Problem
All of the entries below are to be copied without any alteration.

The data

<<<<

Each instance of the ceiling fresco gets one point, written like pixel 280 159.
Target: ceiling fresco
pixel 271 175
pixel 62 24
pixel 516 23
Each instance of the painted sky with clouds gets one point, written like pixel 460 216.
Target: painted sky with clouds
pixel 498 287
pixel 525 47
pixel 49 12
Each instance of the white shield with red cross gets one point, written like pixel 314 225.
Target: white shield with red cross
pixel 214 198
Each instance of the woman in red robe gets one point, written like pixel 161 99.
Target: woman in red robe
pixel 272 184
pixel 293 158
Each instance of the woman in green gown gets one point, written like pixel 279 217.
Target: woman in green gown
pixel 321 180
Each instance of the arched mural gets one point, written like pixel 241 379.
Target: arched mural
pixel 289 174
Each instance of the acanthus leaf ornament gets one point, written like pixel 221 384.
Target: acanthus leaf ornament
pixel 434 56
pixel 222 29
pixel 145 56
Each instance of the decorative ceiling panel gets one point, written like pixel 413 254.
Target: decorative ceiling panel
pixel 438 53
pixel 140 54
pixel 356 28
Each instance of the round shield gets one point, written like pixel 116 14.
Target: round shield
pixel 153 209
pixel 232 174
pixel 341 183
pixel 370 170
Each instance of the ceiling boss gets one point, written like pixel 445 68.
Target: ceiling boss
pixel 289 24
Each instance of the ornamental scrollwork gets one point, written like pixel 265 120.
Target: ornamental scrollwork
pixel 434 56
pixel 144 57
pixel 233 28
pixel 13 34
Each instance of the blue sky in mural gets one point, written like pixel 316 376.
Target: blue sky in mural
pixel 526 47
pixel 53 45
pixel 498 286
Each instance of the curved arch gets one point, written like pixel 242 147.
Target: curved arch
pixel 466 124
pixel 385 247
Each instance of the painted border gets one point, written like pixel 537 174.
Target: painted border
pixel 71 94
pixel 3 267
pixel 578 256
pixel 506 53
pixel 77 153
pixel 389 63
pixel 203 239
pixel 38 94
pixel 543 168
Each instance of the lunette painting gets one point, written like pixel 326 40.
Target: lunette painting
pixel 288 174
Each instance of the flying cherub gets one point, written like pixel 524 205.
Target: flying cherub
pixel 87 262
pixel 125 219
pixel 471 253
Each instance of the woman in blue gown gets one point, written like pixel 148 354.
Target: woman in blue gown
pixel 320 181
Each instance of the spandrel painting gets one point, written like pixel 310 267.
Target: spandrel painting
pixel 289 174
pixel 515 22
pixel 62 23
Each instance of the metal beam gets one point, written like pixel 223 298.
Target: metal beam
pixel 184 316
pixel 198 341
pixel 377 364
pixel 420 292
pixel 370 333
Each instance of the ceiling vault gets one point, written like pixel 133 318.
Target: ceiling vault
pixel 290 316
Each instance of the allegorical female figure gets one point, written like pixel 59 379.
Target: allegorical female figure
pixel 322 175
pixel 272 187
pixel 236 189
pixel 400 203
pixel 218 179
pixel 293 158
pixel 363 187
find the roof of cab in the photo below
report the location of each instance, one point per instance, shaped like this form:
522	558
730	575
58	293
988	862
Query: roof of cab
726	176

>>>>

Answer to the problem
Each instance of the ceiling fresco gets one point, written like pixel 280 159.
Target: ceiling fresco
pixel 271 175
pixel 62 24
pixel 516 23
Each instance of the painted sky with clouds gets one point, written like pixel 460 216.
Target: painted sky with clouds
pixel 498 287
pixel 525 47
pixel 49 12
Each instance of the white shield with red cross gets one point, written like pixel 314 225.
Target: white shield with red cross
pixel 214 198
Each instance of the woman in red robe gets one point, written like pixel 161 99.
Target: woman in red robe
pixel 272 184
pixel 293 158
Each instance of the woman in green gown gets one point, written like pixel 279 217.
Target: woman in green gown
pixel 321 180
Each instance of the arched mural gets one point, written like pixel 241 379.
Target: arched mural
pixel 289 174
Each instance of the acanthus leaf ornament gets one point, written like pixel 221 384.
Target: acanthus leaf ornament
pixel 434 56
pixel 222 29
pixel 145 56
Each instance of the decorative ceiling panel gets one point, written like pixel 413 254.
Target: decorative ceiling panel
pixel 438 53
pixel 140 54
pixel 356 28
Each instance of the round shield gets one point, written like pixel 116 14.
Target: round shield
pixel 153 209
pixel 232 174
pixel 341 183
pixel 370 170
Each instance of the ceiling boss gets one point, written like pixel 445 68.
Target: ceiling boss
pixel 289 24
Each instance of the ornamental scrollwork gets one point, written like pixel 265 120.
Target: ornamental scrollwork
pixel 434 56
pixel 144 57
pixel 233 28
pixel 13 34
Each instance of the blue sky in mural gets one point, written like pixel 316 376.
Target: blue sky in mural
pixel 526 47
pixel 53 45
pixel 498 286
Each instance of the curved arch gets one point, written like pixel 242 147.
Target: curved arch
pixel 466 124
pixel 385 247
Each instance of the painted border gets one point, written like pixel 537 174.
Target: painted border
pixel 71 94
pixel 3 267
pixel 578 256
pixel 506 53
pixel 77 153
pixel 389 63
pixel 203 239
pixel 38 94
pixel 543 168
Each instance of the lunette painting gets one point, written like pixel 326 40.
Target: lunette painting
pixel 288 174
Each instance of the flying cherub gets one point, written like pixel 524 205.
Target: flying cherub
pixel 87 262
pixel 125 219
pixel 471 253
Each instance of the woman in blue gown gets one point, written like pixel 148 354.
Target: woman in blue gown
pixel 320 181
Each instance of the spandrel painting gets one point, written like pixel 310 267.
Target: spandrel painting
pixel 289 174
pixel 515 22
pixel 62 23
Each instance of the metal beam gets one point, written like pixel 223 298.
Target: metal beam
pixel 184 316
pixel 198 341
pixel 377 364
pixel 420 292
pixel 370 333
Each instance of the ceiling vault gets one point, written like pixel 133 318.
Target: ceiling vault
pixel 290 316
Each instance of the allegorical female figure gets one point, written like pixel 59 379.
Target: allegorical female figure
pixel 322 175
pixel 272 187
pixel 236 189
pixel 400 203
pixel 218 179
pixel 293 158
pixel 363 187
find the roof of cab in the photo below
report the location of each instance, one point per instance, shaped like this form:
522	558
730	575
58	293
988	862
Query: roof of cab
726	176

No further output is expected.